## Material
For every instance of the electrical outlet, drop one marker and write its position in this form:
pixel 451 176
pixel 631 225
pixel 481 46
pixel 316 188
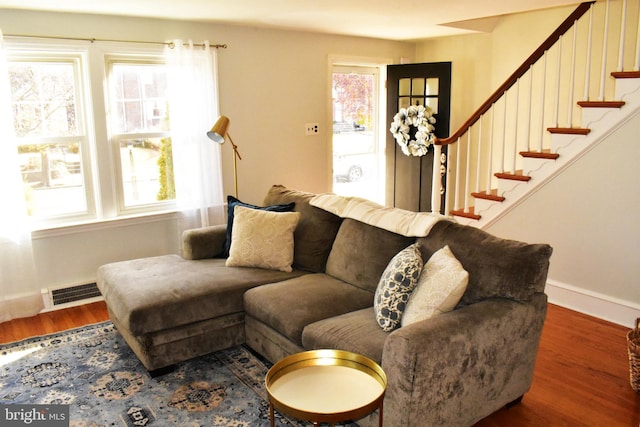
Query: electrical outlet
pixel 311 129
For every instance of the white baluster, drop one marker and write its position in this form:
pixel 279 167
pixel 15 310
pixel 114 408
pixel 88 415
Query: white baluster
pixel 479 159
pixel 542 101
pixel 504 134
pixel 555 117
pixel 456 202
pixel 529 110
pixel 623 26
pixel 587 76
pixel 603 71
pixel 436 180
pixel 636 67
pixel 490 166
pixel 515 127
pixel 573 77
pixel 467 172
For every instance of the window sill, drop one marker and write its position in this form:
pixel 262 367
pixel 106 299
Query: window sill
pixel 101 224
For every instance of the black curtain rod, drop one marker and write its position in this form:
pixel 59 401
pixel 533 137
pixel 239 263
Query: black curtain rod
pixel 93 40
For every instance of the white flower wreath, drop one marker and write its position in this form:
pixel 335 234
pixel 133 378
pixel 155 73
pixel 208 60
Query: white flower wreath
pixel 416 121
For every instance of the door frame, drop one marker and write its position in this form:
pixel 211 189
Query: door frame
pixel 419 170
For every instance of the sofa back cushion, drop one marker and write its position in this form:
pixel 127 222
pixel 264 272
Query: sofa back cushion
pixel 498 268
pixel 361 253
pixel 316 229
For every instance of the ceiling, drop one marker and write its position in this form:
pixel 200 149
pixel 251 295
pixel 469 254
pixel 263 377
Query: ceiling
pixel 386 19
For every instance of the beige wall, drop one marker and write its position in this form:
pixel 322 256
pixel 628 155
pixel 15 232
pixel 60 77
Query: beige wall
pixel 482 62
pixel 588 213
pixel 271 83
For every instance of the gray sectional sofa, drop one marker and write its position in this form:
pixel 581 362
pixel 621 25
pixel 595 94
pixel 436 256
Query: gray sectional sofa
pixel 452 369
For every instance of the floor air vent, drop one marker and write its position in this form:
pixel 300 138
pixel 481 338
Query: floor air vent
pixel 74 293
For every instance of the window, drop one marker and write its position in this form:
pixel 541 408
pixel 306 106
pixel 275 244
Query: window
pixel 77 165
pixel 49 121
pixel 140 132
pixel 358 162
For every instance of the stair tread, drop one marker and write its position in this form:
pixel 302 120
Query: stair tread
pixel 626 74
pixel 462 213
pixel 544 154
pixel 569 131
pixel 493 196
pixel 517 176
pixel 601 104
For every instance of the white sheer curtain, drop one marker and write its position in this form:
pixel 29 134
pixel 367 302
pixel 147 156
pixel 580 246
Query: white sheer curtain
pixel 19 291
pixel 193 108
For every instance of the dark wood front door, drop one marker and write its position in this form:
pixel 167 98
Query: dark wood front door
pixel 409 178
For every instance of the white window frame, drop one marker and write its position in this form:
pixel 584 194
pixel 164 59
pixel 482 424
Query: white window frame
pixel 115 138
pixel 102 171
pixel 84 113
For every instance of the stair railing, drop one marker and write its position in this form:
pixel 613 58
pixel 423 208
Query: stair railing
pixel 533 102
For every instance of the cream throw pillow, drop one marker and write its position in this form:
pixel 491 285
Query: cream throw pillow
pixel 262 239
pixel 442 283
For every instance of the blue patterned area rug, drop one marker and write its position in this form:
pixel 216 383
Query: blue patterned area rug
pixel 92 370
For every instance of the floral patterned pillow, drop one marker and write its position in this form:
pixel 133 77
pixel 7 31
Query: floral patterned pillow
pixel 441 285
pixel 395 287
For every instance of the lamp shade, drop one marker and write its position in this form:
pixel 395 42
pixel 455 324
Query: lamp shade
pixel 219 130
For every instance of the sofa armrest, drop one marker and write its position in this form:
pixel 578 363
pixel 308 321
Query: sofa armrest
pixel 461 366
pixel 205 242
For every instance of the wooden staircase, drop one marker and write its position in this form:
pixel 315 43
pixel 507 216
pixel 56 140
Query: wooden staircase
pixel 535 163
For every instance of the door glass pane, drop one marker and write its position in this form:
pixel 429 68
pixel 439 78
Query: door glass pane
pixel 433 103
pixel 417 87
pixel 404 102
pixel 432 87
pixel 404 87
pixel 356 160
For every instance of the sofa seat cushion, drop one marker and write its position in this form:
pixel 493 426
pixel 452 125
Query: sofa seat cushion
pixel 361 252
pixel 498 268
pixel 290 305
pixel 158 293
pixel 356 331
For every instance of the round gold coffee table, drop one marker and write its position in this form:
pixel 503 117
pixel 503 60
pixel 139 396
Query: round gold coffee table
pixel 326 386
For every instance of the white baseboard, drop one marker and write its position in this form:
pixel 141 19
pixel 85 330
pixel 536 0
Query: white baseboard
pixel 592 303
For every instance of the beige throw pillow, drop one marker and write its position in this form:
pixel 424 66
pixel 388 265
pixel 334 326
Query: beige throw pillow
pixel 442 283
pixel 262 239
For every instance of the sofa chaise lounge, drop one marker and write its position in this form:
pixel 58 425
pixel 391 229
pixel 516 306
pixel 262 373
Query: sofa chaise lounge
pixel 453 368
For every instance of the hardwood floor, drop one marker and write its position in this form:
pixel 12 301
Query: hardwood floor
pixel 581 376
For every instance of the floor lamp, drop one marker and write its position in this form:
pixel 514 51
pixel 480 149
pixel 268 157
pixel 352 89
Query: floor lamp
pixel 217 134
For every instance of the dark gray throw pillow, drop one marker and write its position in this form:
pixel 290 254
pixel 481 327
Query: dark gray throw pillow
pixel 232 202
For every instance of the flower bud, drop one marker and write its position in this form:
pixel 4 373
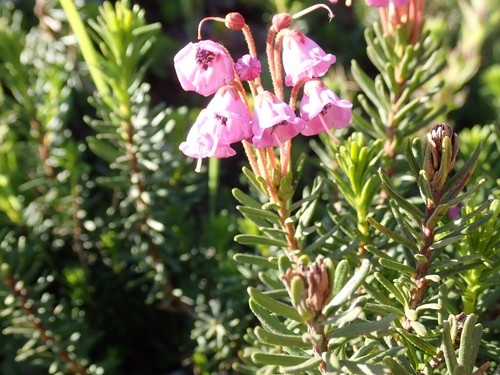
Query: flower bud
pixel 310 286
pixel 281 21
pixel 440 154
pixel 234 21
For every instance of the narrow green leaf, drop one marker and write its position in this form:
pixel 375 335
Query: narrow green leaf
pixel 273 305
pixel 349 288
pixel 462 197
pixel 391 288
pixel 418 342
pixel 469 343
pixel 341 275
pixel 345 316
pixel 407 242
pixel 361 368
pixel 425 187
pixel 250 239
pixel 322 239
pixel 284 263
pixel 397 266
pixel 456 183
pixel 257 182
pixel 448 348
pixel 365 83
pixel 268 320
pixel 361 124
pixel 271 216
pixel 394 366
pixel 439 212
pixel 378 253
pixel 450 263
pixel 446 241
pixel 412 161
pixel 317 187
pixel 278 359
pixel 403 202
pixel 245 199
pixel 361 329
pixel 280 339
pixel 255 260
pixel 383 309
pixel 103 149
pixel 242 369
pixel 310 364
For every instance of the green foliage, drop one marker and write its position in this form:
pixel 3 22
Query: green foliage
pixel 368 256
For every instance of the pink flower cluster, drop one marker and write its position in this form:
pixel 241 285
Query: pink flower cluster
pixel 207 68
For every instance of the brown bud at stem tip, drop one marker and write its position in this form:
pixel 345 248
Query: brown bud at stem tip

## What the task asks
Render every line of the rows above as a JSON list of strings, one string per line, skipping blank lines and leaving out the pictures.

## Exercise answer
[
  "For every instance of the electrical outlet, drop one marker and write its position in this form:",
  "pixel 451 176",
  "pixel 631 225",
  "pixel 481 46",
  "pixel 316 188",
  "Query: electrical outlet",
  "pixel 311 129",
  "For every instance of the white baluster, drop one marker and write its position in this form:",
  "pixel 279 167",
  "pixel 15 310",
  "pixel 114 408",
  "pixel 88 415",
  "Query: white baluster",
  "pixel 479 159",
  "pixel 542 101",
  "pixel 504 134",
  "pixel 555 117",
  "pixel 456 202",
  "pixel 529 110",
  "pixel 623 26",
  "pixel 587 76",
  "pixel 603 71",
  "pixel 436 180",
  "pixel 636 67",
  "pixel 490 166",
  "pixel 515 127",
  "pixel 573 77",
  "pixel 467 172",
  "For every instance of the window sill, drop one marker and write its position in this form:",
  "pixel 262 367",
  "pixel 106 299",
  "Query: window sill",
  "pixel 101 224",
  "For every instance of the black curtain rod, drop one marker and write its position in this form:",
  "pixel 59 401",
  "pixel 533 137",
  "pixel 239 263",
  "Query: black curtain rod",
  "pixel 93 40",
  "For every instance of the white flower wreath, drop one marker and write its position in this form:",
  "pixel 335 234",
  "pixel 133 378",
  "pixel 155 73",
  "pixel 208 60",
  "Query: white flower wreath",
  "pixel 416 121",
  "For every instance of the door frame, drop one marker and write its position in this form:",
  "pixel 211 189",
  "Query: door frame",
  "pixel 419 170",
  "For every instance of the sofa back cushion, drop one marker and write its position in this form:",
  "pixel 127 222",
  "pixel 264 272",
  "Query: sofa back cushion",
  "pixel 498 268",
  "pixel 361 253",
  "pixel 316 229",
  "For every instance of the ceiling, drop one marker and write its position in this form:",
  "pixel 200 149",
  "pixel 251 295",
  "pixel 469 254",
  "pixel 263 377",
  "Query: ceiling",
  "pixel 386 19",
  "For every instance of the beige wall, drop one marker and write its position in this form:",
  "pixel 322 256",
  "pixel 628 155",
  "pixel 15 232",
  "pixel 60 77",
  "Query: beige wall",
  "pixel 482 62",
  "pixel 588 213",
  "pixel 271 83",
  "For every instance of the gray sectional sofa, drop one marker and write its position in this form:",
  "pixel 581 362",
  "pixel 621 25",
  "pixel 595 94",
  "pixel 436 256",
  "Query: gray sectional sofa",
  "pixel 452 369",
  "For every instance of the floor air vent, drop one marker and write its position in this form:",
  "pixel 300 138",
  "pixel 481 338",
  "Query: floor air vent",
  "pixel 74 293",
  "For every instance of the window, drop one marker and write its position in this form:",
  "pixel 541 408",
  "pixel 306 106",
  "pixel 275 244",
  "Query: window",
  "pixel 77 165",
  "pixel 49 121",
  "pixel 140 132",
  "pixel 358 162",
  "For every instance of the stair tread, drop one marker and write its position in this form:",
  "pixel 302 120",
  "Query: stair tread",
  "pixel 626 74",
  "pixel 462 213",
  "pixel 544 154",
  "pixel 569 131",
  "pixel 493 196",
  "pixel 517 176",
  "pixel 601 104",
  "For every instance of the white sheer curtain, drop one marker and write its position in this form:",
  "pixel 29 134",
  "pixel 367 302",
  "pixel 147 156",
  "pixel 580 246",
  "Query: white sheer curtain",
  "pixel 19 291",
  "pixel 193 108",
  "For every instance of the dark wood front door, drop one marker and write its position in this form:",
  "pixel 167 98",
  "Query: dark wood front door",
  "pixel 409 178",
  "For every instance of the white window frame, drop one marker and write its position in this form:",
  "pixel 584 194",
  "pixel 164 59",
  "pixel 482 424",
  "Query: white window frame",
  "pixel 115 138",
  "pixel 102 171",
  "pixel 84 113",
  "For every instance of the stair railing, drop one marker and write its position in this form:",
  "pixel 613 58",
  "pixel 423 208",
  "Query: stair railing",
  "pixel 533 102",
  "For every instance of the cream throw pillow, drop one marker and write its position in this form:",
  "pixel 491 285",
  "Query: cream throw pillow",
  "pixel 262 239",
  "pixel 442 283",
  "For every instance of the blue patterned area rug, drop one marker and write its position in this form:",
  "pixel 216 383",
  "Query: blue patterned area rug",
  "pixel 92 370",
  "For every instance of the floral patterned pillow, drop one marker and write its position in this form:",
  "pixel 133 77",
  "pixel 7 31",
  "Query: floral patterned pillow",
  "pixel 441 285",
  "pixel 395 287",
  "For every instance of the lamp shade, drop one marker and write its position in this form:",
  "pixel 395 42",
  "pixel 455 324",
  "Query: lamp shade",
  "pixel 219 130",
  "For every instance of the sofa armrest, drop one marker and write its position in this form:",
  "pixel 578 363",
  "pixel 308 321",
  "Query: sofa armrest",
  "pixel 461 366",
  "pixel 205 242",
  "For every instance of the wooden staircase, drop one marker and write its position in this form:",
  "pixel 315 43",
  "pixel 507 216",
  "pixel 56 140",
  "Query: wooden staircase",
  "pixel 535 163",
  "For every instance of the door glass pane, drop one marker and write its position in this form:",
  "pixel 429 68",
  "pixel 439 78",
  "Query: door glass pane",
  "pixel 433 103",
  "pixel 417 87",
  "pixel 404 102",
  "pixel 432 87",
  "pixel 404 87",
  "pixel 356 160",
  "For every instance of the sofa seat cushion, drop one marker and write its position in this form:",
  "pixel 493 426",
  "pixel 452 125",
  "Query: sofa seat cushion",
  "pixel 361 252",
  "pixel 498 268",
  "pixel 290 305",
  "pixel 158 293",
  "pixel 356 331",
  "For every instance of the round gold coffee table, drop one marker and write its position in this form:",
  "pixel 503 117",
  "pixel 503 60",
  "pixel 139 396",
  "Query: round gold coffee table",
  "pixel 326 386",
  "For every instance of the white baseboard, drop one marker and write its position in this form:",
  "pixel 141 19",
  "pixel 85 330",
  "pixel 536 0",
  "Query: white baseboard",
  "pixel 592 303",
  "For every instance of the beige throw pillow, drop one marker and write its position in this form:",
  "pixel 424 66",
  "pixel 388 265",
  "pixel 334 326",
  "Query: beige throw pillow",
  "pixel 442 283",
  "pixel 262 239",
  "For every instance of the sofa chaise lounge, drop one marker and write its position in this form:",
  "pixel 58 425",
  "pixel 391 229",
  "pixel 516 306",
  "pixel 262 373",
  "Query: sofa chaise lounge",
  "pixel 453 368",
  "For every instance of the hardwood floor, drop one marker and write its position in this form:",
  "pixel 12 301",
  "Query: hardwood floor",
  "pixel 581 376",
  "For every instance of the floor lamp, drop one marker and write its position in this form:",
  "pixel 514 51",
  "pixel 480 149",
  "pixel 268 157",
  "pixel 352 89",
  "Query: floor lamp",
  "pixel 217 134",
  "For every instance of the dark gray throw pillow, drop one marker and write its position in this form:",
  "pixel 290 254",
  "pixel 481 327",
  "Query: dark gray throw pillow",
  "pixel 232 202",
  "For every instance of the flower bud, drop one marker and write its position in this form:",
  "pixel 4 373",
  "Query: flower bud",
  "pixel 310 286",
  "pixel 281 21",
  "pixel 440 154",
  "pixel 234 21",
  "For every instance of the narrow green leaf, drop one marker and write its position in this form:",
  "pixel 375 335",
  "Query: narrow green leaf",
  "pixel 273 305",
  "pixel 349 288",
  "pixel 462 197",
  "pixel 391 288",
  "pixel 418 342",
  "pixel 469 343",
  "pixel 341 275",
  "pixel 345 316",
  "pixel 407 242",
  "pixel 361 368",
  "pixel 425 187",
  "pixel 250 239",
  "pixel 322 239",
  "pixel 284 263",
  "pixel 397 266",
  "pixel 456 183",
  "pixel 257 182",
  "pixel 448 348",
  "pixel 365 83",
  "pixel 268 320",
  "pixel 361 124",
  "pixel 271 216",
  "pixel 394 366",
  "pixel 439 212",
  "pixel 378 253",
  "pixel 450 263",
  "pixel 446 241",
  "pixel 412 161",
  "pixel 317 187",
  "pixel 278 359",
  "pixel 403 202",
  "pixel 245 199",
  "pixel 361 329",
  "pixel 280 339",
  "pixel 255 260",
  "pixel 383 309",
  "pixel 103 149",
  "pixel 242 369",
  "pixel 310 364",
  "For every instance of the green foliage, drop one marker and write its position in this form:",
  "pixel 3 22",
  "Query: green foliage",
  "pixel 368 256",
  "For every instance of the pink flower cluster, drop one marker and write its position in this form:",
  "pixel 241 285",
  "Query: pink flower cluster",
  "pixel 207 68",
  "For every instance of the brown bud at stem tip, drop one marker and write its position in this form:",
  "pixel 345 248",
  "Query: brown bud at stem tip"
]